╔══

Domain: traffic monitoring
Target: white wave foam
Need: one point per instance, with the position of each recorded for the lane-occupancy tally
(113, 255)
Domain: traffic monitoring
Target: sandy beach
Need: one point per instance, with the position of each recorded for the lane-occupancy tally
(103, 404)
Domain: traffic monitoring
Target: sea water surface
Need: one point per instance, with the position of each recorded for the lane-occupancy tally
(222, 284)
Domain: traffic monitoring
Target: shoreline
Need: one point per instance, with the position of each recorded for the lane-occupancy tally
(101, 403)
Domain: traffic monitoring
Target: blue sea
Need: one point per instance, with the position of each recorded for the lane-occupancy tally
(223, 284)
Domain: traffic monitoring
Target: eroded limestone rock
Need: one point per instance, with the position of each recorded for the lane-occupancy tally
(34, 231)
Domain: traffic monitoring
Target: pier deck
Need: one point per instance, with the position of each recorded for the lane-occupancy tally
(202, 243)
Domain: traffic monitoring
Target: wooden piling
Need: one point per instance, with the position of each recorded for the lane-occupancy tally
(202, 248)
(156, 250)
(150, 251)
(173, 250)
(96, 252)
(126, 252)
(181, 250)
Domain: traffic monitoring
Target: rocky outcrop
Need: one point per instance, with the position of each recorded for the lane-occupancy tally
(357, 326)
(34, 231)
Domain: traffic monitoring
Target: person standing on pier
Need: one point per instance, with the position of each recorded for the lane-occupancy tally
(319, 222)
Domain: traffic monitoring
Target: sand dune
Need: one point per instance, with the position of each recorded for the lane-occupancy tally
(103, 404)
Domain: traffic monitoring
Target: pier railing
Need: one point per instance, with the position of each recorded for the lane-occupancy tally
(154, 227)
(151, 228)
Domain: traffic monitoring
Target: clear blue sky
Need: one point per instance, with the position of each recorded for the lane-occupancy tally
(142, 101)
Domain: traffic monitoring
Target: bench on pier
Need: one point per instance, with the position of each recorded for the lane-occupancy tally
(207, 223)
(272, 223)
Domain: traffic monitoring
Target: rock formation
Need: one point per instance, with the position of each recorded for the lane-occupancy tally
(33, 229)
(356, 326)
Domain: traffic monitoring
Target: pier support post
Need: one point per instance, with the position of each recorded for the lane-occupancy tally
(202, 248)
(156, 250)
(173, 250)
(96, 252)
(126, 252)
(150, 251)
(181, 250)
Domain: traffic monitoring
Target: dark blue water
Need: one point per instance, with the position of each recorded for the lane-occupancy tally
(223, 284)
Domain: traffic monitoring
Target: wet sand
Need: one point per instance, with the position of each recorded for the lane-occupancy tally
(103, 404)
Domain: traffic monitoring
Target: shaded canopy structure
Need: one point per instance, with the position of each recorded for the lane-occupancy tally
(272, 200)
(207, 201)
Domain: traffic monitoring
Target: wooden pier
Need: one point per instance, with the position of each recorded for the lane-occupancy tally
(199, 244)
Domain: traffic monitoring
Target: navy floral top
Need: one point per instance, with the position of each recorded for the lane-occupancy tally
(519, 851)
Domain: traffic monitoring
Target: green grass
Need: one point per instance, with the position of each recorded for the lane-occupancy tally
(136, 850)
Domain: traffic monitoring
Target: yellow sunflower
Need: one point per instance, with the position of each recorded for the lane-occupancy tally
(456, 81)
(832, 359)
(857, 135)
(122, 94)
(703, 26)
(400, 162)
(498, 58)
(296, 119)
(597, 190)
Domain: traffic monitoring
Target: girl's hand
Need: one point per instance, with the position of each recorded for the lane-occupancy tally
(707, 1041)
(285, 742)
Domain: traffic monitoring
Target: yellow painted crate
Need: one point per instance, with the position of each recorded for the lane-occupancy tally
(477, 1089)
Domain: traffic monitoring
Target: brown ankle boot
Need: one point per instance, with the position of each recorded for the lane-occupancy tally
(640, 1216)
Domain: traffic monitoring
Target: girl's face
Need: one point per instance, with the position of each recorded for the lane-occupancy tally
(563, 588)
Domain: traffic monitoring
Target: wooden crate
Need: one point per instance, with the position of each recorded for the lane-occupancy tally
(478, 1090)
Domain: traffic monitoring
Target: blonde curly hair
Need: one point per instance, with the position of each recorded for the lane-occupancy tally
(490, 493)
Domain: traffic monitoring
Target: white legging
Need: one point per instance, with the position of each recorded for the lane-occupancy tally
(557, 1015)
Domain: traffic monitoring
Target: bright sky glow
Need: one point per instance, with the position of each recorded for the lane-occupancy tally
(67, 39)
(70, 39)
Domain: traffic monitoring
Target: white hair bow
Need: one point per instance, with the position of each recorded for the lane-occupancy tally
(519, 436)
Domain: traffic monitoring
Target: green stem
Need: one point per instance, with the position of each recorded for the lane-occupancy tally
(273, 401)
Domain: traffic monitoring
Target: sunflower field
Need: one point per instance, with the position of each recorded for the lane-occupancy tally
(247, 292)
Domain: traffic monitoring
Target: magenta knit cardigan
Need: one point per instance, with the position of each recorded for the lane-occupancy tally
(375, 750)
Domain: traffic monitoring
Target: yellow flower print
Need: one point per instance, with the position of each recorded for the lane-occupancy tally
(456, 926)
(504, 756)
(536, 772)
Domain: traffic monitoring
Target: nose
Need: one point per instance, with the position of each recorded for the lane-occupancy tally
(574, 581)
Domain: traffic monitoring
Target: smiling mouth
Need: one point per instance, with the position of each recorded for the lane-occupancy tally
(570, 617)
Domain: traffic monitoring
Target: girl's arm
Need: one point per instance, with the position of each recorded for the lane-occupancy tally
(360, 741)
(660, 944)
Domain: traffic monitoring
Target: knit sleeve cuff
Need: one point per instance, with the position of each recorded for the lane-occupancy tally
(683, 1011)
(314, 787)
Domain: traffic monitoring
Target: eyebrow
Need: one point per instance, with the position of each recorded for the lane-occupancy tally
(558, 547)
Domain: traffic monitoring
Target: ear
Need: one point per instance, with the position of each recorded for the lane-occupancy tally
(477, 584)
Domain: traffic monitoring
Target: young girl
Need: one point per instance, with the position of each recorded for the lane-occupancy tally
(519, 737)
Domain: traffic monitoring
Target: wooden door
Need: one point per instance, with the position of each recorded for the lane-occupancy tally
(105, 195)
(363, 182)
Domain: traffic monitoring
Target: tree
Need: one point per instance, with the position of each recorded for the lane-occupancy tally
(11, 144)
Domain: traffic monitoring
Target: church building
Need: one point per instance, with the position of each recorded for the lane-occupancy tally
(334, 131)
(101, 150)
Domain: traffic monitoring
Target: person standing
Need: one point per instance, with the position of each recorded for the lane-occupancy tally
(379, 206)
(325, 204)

╚══

# [Your goal]
Would you restate each of the entries word for word?

# [Reply to the task]
Domain: traffic monitoring
Target: white wave foam
Need: one point per instance, with the position of each recorded for the lane-occupancy tally
(113, 255)
Domain: traffic monitoring
Target: sandy beach
Need: one point per instance, with the position of each recorded for the lane-occupancy tally
(103, 404)
Domain: traffic monitoring
Target: sea water surface
Need: one point per instance, with the position of each recorded for the lane-occupancy tally
(222, 284)
Domain: traffic monitoring
Target: shoreline
Need: one point per instance, with the position of each recorded for the lane-occupancy tally
(101, 403)
Domain: traffic monitoring
Target: blue sea
Need: one point per instance, with the position of each recorded for the lane-occupancy tally
(223, 284)
Domain: traffic monitoring
Target: eroded limestone rock
Need: one point per instance, with the position of each recorded for the lane-occupancy tally
(34, 231)
Domain: traffic monitoring
Target: pier deck
Need: one point per instance, with the position of each recorded for the lane-occupancy tally
(202, 243)
Domain: traffic monitoring
Target: wooden piling
Need: one point per instance, with the position of each recorded for the lane-occupancy tally
(202, 248)
(156, 250)
(150, 251)
(173, 250)
(96, 252)
(126, 252)
(181, 250)
Domain: traffic monitoring
Target: rocky outcrop
Need: one point per instance, with the position of each recorded for the lane-occupancy tally
(357, 326)
(34, 231)
Domain: traffic monitoring
Target: person standing on pier
Need: one point per instance, with the position of each recorded for the lane-occupancy tally
(319, 222)
Domain: traffic monitoring
Target: sand dune
Need: one point per instance, with the position of each recorded for the lane-occupancy tally
(103, 404)
Domain: traffic monitoring
Target: pier railing
Need: one point per instance, with the position of each recorded for the lane-occupancy tally
(154, 227)
(151, 228)
Domain: traffic monitoring
Target: clear blue sky
Need: one point per instance, with the position of each recorded for the lane-occupancy tally
(142, 101)
Domain: traffic monitoring
Target: bench on pier
Need: one point per instance, with the position of each recorded for the lane-occupancy tally
(207, 223)
(272, 223)
Domain: traffic monitoring
Target: rock formation
Need: one point per instance, with the position of each recorded for the lane-occupancy tally
(33, 229)
(356, 326)
Domain: traffic monitoring
Target: pier support post
Need: one point per instance, with the position of each recorded for the lane-occupancy tally
(202, 248)
(156, 250)
(173, 250)
(96, 252)
(126, 252)
(150, 251)
(181, 250)
Domain: traffic monitoring
Target: dark blue water
Need: one point per instance, with the position of each recorded for the lane-occupancy tally
(223, 284)
Domain: traffic monitoring
Target: wet sand
Need: one point per instance, with the position of each recorded for the lane-occupancy tally
(103, 404)
Domain: traffic monitoring
Target: shaded canopy structure
Need: one point per instance, with the position of each recorded for the lane-occupancy tally
(272, 200)
(207, 201)
Domain: traffic monitoring
Target: wooden pier
Need: one point per instance, with the position of each recorded for the lane-occupancy tally
(199, 244)
Domain: traffic monitoring
Target: navy floral top
Need: one point per instance, with the position of each recorded for the lane-occupancy tally
(519, 851)
Domain: traffic monitoring
Target: green grass
Need: one point per instance, with the position of each recorded for the lane-occupancy tally
(136, 850)
Domain: traffic monitoring
Target: yellow sunflower
Need: one point per instance, with the position of each recorded for the lane-occupancy tally
(456, 81)
(832, 359)
(857, 135)
(122, 94)
(703, 26)
(400, 162)
(498, 58)
(296, 119)
(597, 190)
Domain: traffic monitoring
Target: girl's hand
Need: one point per instance, with the position of each recorded for the lane-occupancy tally
(707, 1041)
(285, 742)
Domain: traffic monitoring
Target: yellow painted crate
Need: one point per instance, with the position of each recorded for the lane-occupancy tally
(477, 1089)
Domain: traffic monitoring
Target: brown ankle boot
Need: one point per instance, with the position of each recorded for the lane-occupancy tally
(640, 1216)
Domain: traffic monitoring
Target: girl's face
Need: one point per instance, with the position of each recorded for the lane-occupancy tally
(563, 588)
Domain: traffic monitoring
Target: wooden crate
Need: one point per instance, with the position of each recorded for the lane-occupancy tally
(478, 1090)
Domain: traffic monitoring
Target: blonde curly hair
Need: one point per instance, with the position of each recorded for the lane-occupancy tally
(490, 493)
Domain: traffic monitoring
Target: white legging
Need: one point per instance, with the position of each recorded for the lane-occupancy tally
(557, 1015)
Domain: traffic monitoring
Target: bright sky glow
Need: one point per instance, with the position of each recorded for the lane-occupancy tally
(67, 39)
(70, 39)
Domain: traffic monitoring
Target: white hair bow
Need: one point per instance, with the position of each recorded for the lane-occupancy tally
(519, 436)
Domain: traffic monitoring
Target: green stem
Need: one point per instance, with the position of each recorded for the lane-occupancy tally
(273, 401)
Domain: traffic monitoring
Target: sunflower field
Need: one point per instance, with the position of each recorded for the lane-occupancy tally
(247, 292)
Domain: traffic monitoring
Target: magenta knit cardigan
Need: one point per instance, with the position of each recorded for the lane-occupancy tally
(375, 750)
Domain: traffic monitoring
Target: yellow flower print
Need: one point per instance, with the position of each recorded for the lane-occupancy tally
(456, 926)
(504, 756)
(536, 772)
Domain: traffic monitoring
Target: nose
Need: one point per instance, with the position of each recorded for the lane-occupancy tally
(574, 581)
Domain: traffic monitoring
Target: smiling mouth
Need: one point per instance, with the position of each recorded for the lane-occupancy tally
(570, 617)
Domain: traffic monitoring
Target: girl's arm
Need: one point per instance, with the position of each recorded for the lane-occupancy tally
(360, 741)
(660, 944)
Domain: traffic monitoring
Target: knit sleeve cuff
Need: one point per instance, with the position of each recorded for the lane-occupancy tally
(683, 1011)
(314, 787)
Domain: traffic monitoring
Target: eyebrow
Need: one point per instance, with the position of each recorded for the lane-occupancy tally
(558, 547)
Domain: traffic monitoring
Target: ear
Need: one point per instance, with the position of each recorded for the lane-occupancy tally
(477, 584)
Domain: traffic monitoring
Target: young girl
Need: one point per instance, with the position of each recorded for the lane-occupancy tally
(519, 737)
Domain: traffic monitoring
Target: wooden door
Need: one point per instance, with the position of each recorded for the lane-occupancy tally
(105, 195)
(363, 182)
Domain: traffic monitoring
Target: tree
Need: one point per instance, with the position of each recorded for the lane-occupancy tally
(11, 144)
Domain: traffic monitoring
Target: church building
Need: one point per instance, with the position of each recorded for the lane-occupancy tally
(334, 131)
(101, 150)
Domain: traffic monitoring
Target: person standing
Need: one point per instance, with the position of each recorded for the lane-occupancy tally
(379, 206)
(325, 204)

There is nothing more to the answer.